:: Given text ::
BEGIN

Methods: From the prospective Careggi Hospital Stroke Registry, Florence, Italy, we selected a series of patients who fulfilled the following criteria: (1) screening
for treatment within 3 hours of symptom onset; (2) mild symptoms, defined as a score of 6 or less on NIHSS, with or without rapid improvement; (3) no other reason for exclusion from thrombolysis; (4) no previous disability; and (5) admission to the stroke unit. We choose a modified Rankin scale score of less than 2 to define a good
3-month functional outcome.We studied as potential outcome predictors: age, baseline NIHSS score, isolated aphasia, motor impairment with or without aphasia, thrombolysis, previous stroke or transient ischemic attack, and interactions between each of these factors and thrombolysis.
Results: Between February 2004 and June 2011, 128 patients fulfilled the selection criteria: 47 (36.7%) received tissue plasminogen activator, 81 (63.3%) did not. At 3 months, of the 81 patients not receiving tissue
plasminogen activator, 14 (17.3%) had an unfavorable outcome, compared with 6 (12.8%) among the 47 treated. Hemorrhagic complications or death occurred in neither
group. Adjusting for major confounders and for thrombolysis, the presence of aphasia on early assessment proved the only independent predictor of worse outcome.
NIHSS score variation showed no effect. Conclusions: Aphasia is an early marker of unfavorable outcome in mild ischemic stroke patients. In these patients thrombolysis should be considered beyond the NIHSS scoring. Key Words:
Aphasia—ischemic stroke—thrombolysis—mild symptoms.

END

Dataset entries
BEGIN

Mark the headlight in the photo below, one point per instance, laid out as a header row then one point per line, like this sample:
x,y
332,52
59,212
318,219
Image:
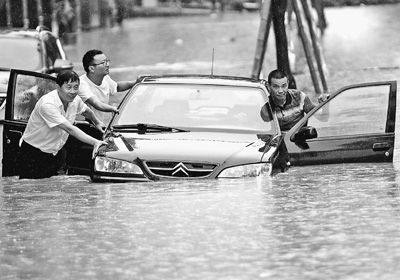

END

:: Exercises to complete ::
- A) Please reproduce everything in the stroke abstract from "NIHSS score variation" down to "Aphasia—ischemic stroke—thrombolysis—mild symptoms.".
- B) According to the stroke abstract, how many patients fulfilled the selection criteria between February 2004 and June 2011?
- C) List every potential outcome predictor that the stroke abstract says was studied.
The material has no connection to the stroke abstract.

:: Outputs in order ::
- A)
NIHSS score variation showed no effect. Conclusions: Aphasia is an early marker of unfavorable outcome in mild ischemic stroke patients. In these patients thrombolysis should be considered beyond the NIHSS scoring. Key Words:
Aphasia—ischemic stroke—thrombolysis—mild symptoms.

- B) 128 patients

- C)
- age
- baseline NIHSS score
- isolated aphasia
- motor impairment with or without aphasia
- thrombolysis
- previous stroke or transient ischemic attack
- interactions between each of these factors and thrombolysis